Stored records

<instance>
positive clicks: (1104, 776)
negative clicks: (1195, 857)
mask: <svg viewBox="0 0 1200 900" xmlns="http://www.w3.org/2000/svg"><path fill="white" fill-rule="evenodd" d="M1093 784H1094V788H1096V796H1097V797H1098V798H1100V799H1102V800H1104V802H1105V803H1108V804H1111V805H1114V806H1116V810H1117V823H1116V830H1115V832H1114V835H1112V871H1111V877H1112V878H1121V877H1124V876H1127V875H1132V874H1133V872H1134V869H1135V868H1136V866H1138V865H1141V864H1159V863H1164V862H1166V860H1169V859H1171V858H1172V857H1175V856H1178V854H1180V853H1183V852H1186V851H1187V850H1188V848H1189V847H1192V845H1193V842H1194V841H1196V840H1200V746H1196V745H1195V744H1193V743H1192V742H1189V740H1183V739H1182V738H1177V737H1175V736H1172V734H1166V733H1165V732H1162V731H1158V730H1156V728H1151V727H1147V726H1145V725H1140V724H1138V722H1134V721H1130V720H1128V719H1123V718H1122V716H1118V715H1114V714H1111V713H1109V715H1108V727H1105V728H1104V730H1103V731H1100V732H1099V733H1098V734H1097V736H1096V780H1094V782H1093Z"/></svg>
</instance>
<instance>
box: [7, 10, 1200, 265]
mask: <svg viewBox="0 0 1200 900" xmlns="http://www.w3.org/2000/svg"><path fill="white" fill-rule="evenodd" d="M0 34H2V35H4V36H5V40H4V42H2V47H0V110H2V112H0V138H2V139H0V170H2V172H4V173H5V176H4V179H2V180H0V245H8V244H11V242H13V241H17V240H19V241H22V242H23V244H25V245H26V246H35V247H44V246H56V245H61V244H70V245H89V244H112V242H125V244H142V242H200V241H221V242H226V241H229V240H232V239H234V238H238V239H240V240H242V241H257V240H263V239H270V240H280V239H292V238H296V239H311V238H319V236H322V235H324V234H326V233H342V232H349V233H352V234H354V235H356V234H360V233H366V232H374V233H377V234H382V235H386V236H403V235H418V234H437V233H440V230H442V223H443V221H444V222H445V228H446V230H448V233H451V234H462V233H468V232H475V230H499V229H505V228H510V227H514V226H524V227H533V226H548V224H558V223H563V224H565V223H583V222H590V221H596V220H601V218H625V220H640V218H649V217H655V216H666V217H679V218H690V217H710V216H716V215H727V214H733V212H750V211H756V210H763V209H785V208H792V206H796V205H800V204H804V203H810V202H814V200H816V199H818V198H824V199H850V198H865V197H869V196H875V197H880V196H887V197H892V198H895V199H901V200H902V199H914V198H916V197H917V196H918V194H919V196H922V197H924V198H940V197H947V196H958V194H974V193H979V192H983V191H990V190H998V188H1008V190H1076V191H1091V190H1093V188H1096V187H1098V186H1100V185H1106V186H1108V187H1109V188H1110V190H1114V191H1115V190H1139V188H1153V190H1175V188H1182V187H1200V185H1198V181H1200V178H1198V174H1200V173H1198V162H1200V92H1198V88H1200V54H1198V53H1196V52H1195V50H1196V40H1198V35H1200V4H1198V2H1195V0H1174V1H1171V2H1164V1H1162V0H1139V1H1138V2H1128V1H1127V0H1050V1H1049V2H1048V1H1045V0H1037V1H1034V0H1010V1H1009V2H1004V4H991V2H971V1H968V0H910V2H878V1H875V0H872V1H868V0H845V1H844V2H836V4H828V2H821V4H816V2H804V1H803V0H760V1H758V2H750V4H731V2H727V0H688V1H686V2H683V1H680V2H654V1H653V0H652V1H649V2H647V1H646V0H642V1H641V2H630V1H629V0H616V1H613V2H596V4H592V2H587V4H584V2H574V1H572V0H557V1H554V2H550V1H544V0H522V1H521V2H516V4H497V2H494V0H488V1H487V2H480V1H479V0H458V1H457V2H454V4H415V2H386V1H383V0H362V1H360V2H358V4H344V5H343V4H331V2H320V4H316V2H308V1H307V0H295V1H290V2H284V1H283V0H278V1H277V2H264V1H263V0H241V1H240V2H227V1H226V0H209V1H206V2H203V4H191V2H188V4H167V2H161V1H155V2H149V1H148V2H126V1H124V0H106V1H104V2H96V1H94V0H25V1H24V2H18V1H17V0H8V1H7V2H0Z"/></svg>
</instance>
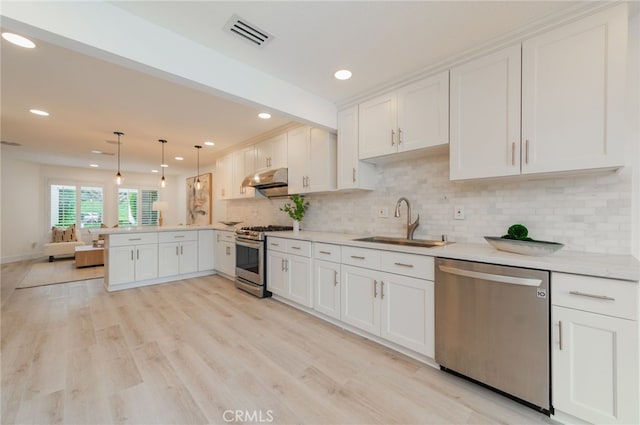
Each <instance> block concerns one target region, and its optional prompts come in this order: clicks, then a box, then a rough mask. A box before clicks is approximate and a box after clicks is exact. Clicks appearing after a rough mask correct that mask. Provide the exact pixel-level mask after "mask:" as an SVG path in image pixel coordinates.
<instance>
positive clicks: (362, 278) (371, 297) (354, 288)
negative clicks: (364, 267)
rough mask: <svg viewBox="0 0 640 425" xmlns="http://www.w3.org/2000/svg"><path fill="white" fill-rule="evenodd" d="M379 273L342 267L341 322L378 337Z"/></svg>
mask: <svg viewBox="0 0 640 425" xmlns="http://www.w3.org/2000/svg"><path fill="white" fill-rule="evenodd" d="M378 275H379V272H377V271H374V270H369V269H362V268H359V267H353V266H347V265H342V278H341V279H340V284H341V285H342V297H341V304H342V321H344V322H346V323H349V324H350V325H353V326H355V327H357V328H360V329H362V330H364V331H366V332H369V333H371V334H374V335H380V300H379V297H380V294H379V289H380V288H379V287H380V282H379V281H378V280H377V276H378Z"/></svg>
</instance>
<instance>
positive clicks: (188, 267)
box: [180, 241, 198, 273]
mask: <svg viewBox="0 0 640 425" xmlns="http://www.w3.org/2000/svg"><path fill="white" fill-rule="evenodd" d="M197 271H198V241H185V242H182V243H180V273H194V272H197Z"/></svg>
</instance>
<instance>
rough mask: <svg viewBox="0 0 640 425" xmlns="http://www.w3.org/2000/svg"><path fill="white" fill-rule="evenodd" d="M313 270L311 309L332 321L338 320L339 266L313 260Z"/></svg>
mask: <svg viewBox="0 0 640 425" xmlns="http://www.w3.org/2000/svg"><path fill="white" fill-rule="evenodd" d="M313 270H314V272H313V281H314V286H315V294H314V297H313V308H314V309H315V310H316V311H319V312H320V313H324V314H326V315H327V316H330V317H333V318H334V319H340V264H339V263H331V262H329V261H322V260H315V262H314V264H313Z"/></svg>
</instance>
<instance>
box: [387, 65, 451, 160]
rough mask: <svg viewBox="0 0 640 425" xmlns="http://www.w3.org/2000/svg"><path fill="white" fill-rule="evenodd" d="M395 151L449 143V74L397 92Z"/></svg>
mask: <svg viewBox="0 0 640 425" xmlns="http://www.w3.org/2000/svg"><path fill="white" fill-rule="evenodd" d="M397 99H398V100H397V101H398V152H404V151H411V150H414V149H420V148H427V147H431V146H438V145H444V144H447V143H449V72H448V71H445V72H442V73H440V74H438V75H435V76H433V77H430V78H426V79H424V80H422V81H418V82H417V83H414V84H411V85H409V86H406V87H403V88H401V89H399V90H398V91H397Z"/></svg>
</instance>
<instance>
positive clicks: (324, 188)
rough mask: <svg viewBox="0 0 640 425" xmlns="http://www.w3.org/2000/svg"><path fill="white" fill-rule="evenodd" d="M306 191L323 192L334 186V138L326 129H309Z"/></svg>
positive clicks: (334, 162)
mask: <svg viewBox="0 0 640 425" xmlns="http://www.w3.org/2000/svg"><path fill="white" fill-rule="evenodd" d="M307 163H308V164H309V165H308V171H307V182H306V183H307V187H306V192H325V191H329V190H335V188H336V138H335V136H334V135H332V134H330V133H329V132H328V131H326V130H322V129H319V128H311V129H310V130H309V153H308V159H307Z"/></svg>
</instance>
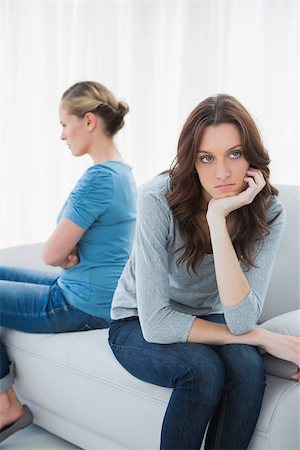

Work required — Nothing but the lines from the one holding "191L323 192L334 186V138L326" to the end of the entries above should be echoed, exactly and with both ends included; omit the pictures.

Answer for the task —
rough mask: <svg viewBox="0 0 640 425" xmlns="http://www.w3.org/2000/svg"><path fill="white" fill-rule="evenodd" d="M306 191L323 192L334 186V138L326 129H309Z"/></svg>
positive clicks: (334, 162)
mask: <svg viewBox="0 0 640 425" xmlns="http://www.w3.org/2000/svg"><path fill="white" fill-rule="evenodd" d="M307 163H308V164H309V165H308V171H307V182H306V183H307V187H306V192H325V191H329V190H335V188H336V138H335V136H334V135H332V134H330V133H329V132H328V131H326V130H322V129H319V128H311V129H310V130H309V153H308V159H307Z"/></svg>
</instance>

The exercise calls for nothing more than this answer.